Stored rows:

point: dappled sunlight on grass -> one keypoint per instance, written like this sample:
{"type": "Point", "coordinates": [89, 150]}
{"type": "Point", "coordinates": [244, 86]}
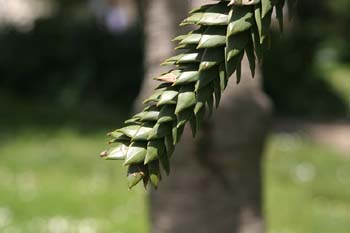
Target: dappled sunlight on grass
{"type": "Point", "coordinates": [307, 187]}
{"type": "Point", "coordinates": [57, 183]}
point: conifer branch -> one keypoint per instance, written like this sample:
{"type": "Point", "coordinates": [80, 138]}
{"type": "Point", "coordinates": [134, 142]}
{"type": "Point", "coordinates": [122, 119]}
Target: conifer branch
{"type": "Point", "coordinates": [210, 54]}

Required work:
Lay out the records above as a JSON list of strings, one string per line, leaving out blank lines and the picture placeholders.

Response:
[
  "point: dappled sunlight on grass -> one keypoint per instance, written like this sample:",
  "{\"type\": \"Point\", \"coordinates\": [89, 150]}",
  "{\"type\": \"Point\", \"coordinates\": [244, 86]}",
  "Target: dappled sunlight on grass",
  "{\"type\": \"Point\", \"coordinates\": [307, 187]}",
  "{\"type\": \"Point\", \"coordinates\": [57, 183]}",
  "point: conifer branch -> one keypoint per instance, written like this sample:",
  "{\"type\": \"Point\", \"coordinates\": [80, 138]}",
  "{\"type\": \"Point\", \"coordinates\": [134, 142]}",
  "{\"type\": \"Point\", \"coordinates\": [122, 119]}",
  "Target: conifer branch",
  "{\"type\": \"Point\", \"coordinates\": [210, 54]}"
]